— Start of GIVEN DATA —

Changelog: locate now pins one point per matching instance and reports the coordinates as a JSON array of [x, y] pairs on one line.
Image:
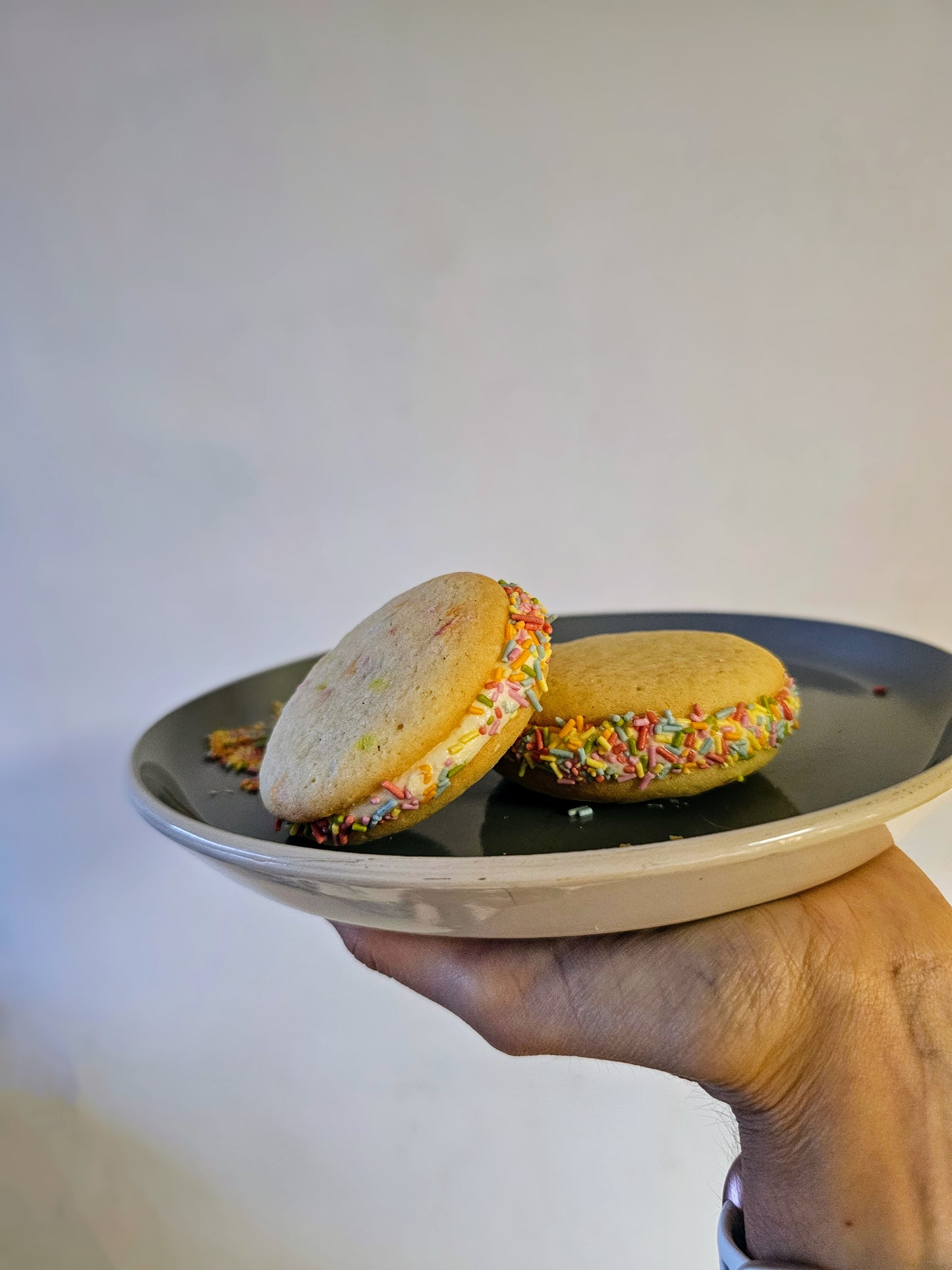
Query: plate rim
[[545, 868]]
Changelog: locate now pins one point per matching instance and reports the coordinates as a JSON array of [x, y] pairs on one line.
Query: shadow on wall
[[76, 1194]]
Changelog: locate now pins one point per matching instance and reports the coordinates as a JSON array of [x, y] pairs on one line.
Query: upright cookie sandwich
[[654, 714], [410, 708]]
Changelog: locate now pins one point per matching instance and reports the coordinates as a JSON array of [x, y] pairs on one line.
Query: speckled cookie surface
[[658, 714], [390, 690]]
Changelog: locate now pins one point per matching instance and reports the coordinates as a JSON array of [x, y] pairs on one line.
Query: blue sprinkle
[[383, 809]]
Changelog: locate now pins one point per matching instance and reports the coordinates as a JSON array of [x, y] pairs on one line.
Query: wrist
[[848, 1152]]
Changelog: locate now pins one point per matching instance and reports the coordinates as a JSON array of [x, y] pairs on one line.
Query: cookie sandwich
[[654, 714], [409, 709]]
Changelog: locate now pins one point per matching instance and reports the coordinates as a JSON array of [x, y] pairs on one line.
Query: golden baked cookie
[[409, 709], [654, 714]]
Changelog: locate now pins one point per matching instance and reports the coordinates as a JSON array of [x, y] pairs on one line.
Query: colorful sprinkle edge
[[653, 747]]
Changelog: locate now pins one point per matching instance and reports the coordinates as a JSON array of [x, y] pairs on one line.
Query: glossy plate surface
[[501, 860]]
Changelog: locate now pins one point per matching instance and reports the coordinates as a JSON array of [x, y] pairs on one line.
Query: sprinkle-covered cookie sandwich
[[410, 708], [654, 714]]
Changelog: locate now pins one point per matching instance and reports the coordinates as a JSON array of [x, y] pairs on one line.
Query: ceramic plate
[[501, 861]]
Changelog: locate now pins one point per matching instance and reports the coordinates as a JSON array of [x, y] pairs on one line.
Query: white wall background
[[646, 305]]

— End of GIVEN DATA —

> TO BE DONE:
Reproduce the material above line for line without changing anything, leaving out the pictures.

> TASK ANSWER:
Changelog: locate now pins one point per matching instance and reports the coordinates as a JSON array of [x, y] pairs on one line.
Image:
Query: plate rim
[[545, 868]]
Changelog: locate now pins one point per matching instance and reports the coordinates as a JSON array of [x, y] pairs on one line.
Query: shadow on wall
[[76, 1194]]
Changelog: locate now pins one point per matching instance and reports the coordinates as a JSON array of [x, y] pairs on one line.
Query: upright cookie sandwich
[[654, 714], [410, 708]]
Changelog: locate now pins one point per matching instance and reports the coordinates as a JSON array of [x, y] pairs on one line.
Query: speckled cookie surface
[[658, 714], [390, 690]]
Changelog: locate now pins one point per matching instance and reports the coordinates as a JSON array of [x, y] pairs on one line.
Query: blue sprinkle
[[383, 809]]
Changelog: locate now pins one point per matching instance and reports the coordinates as a JSON array of [x, y] pairs on one line.
Query: wrist
[[848, 1152]]
Changelog: locate now pins one point per matching instance and reports the coordinates as a JSON array of [x, y] pairs on one line.
Query: cookie sandwich
[[654, 714], [409, 709]]
Changelog: locate now pins one point per matching instance and reports the coordinates as a JSON array of [x, y] pairs on one line.
Query: golden baked cookie
[[409, 709], [654, 714]]
Changelog: locate now pins one point per matching instance and reports the coordinates as a JSON array of [x, y] pairs on one line.
Query: colorful sprinkle edge
[[653, 747]]
Changelog: locate now pins one point per matching instance and reports the coordinates as a JSON array of [x, y] pairs on one line.
Query: glossy plate surface
[[501, 860]]
Changelog: locate now pins one point per matching instance and reports the coordinates as a JSON array of [x, y] pairs on one line.
Query: sprinkle-covered cookie sandwich
[[410, 708], [654, 714]]
Changelog: locate now pins one point per matching instance and reports the coordinates as a JSON array of [x, y] pairs on one line.
Query: ceramic plate
[[501, 861]]
Changelog: locate now pins one point per matching instance and reports the coordinates as a JSON array of [x, y] pairs on one line.
Query: white wall background
[[646, 305]]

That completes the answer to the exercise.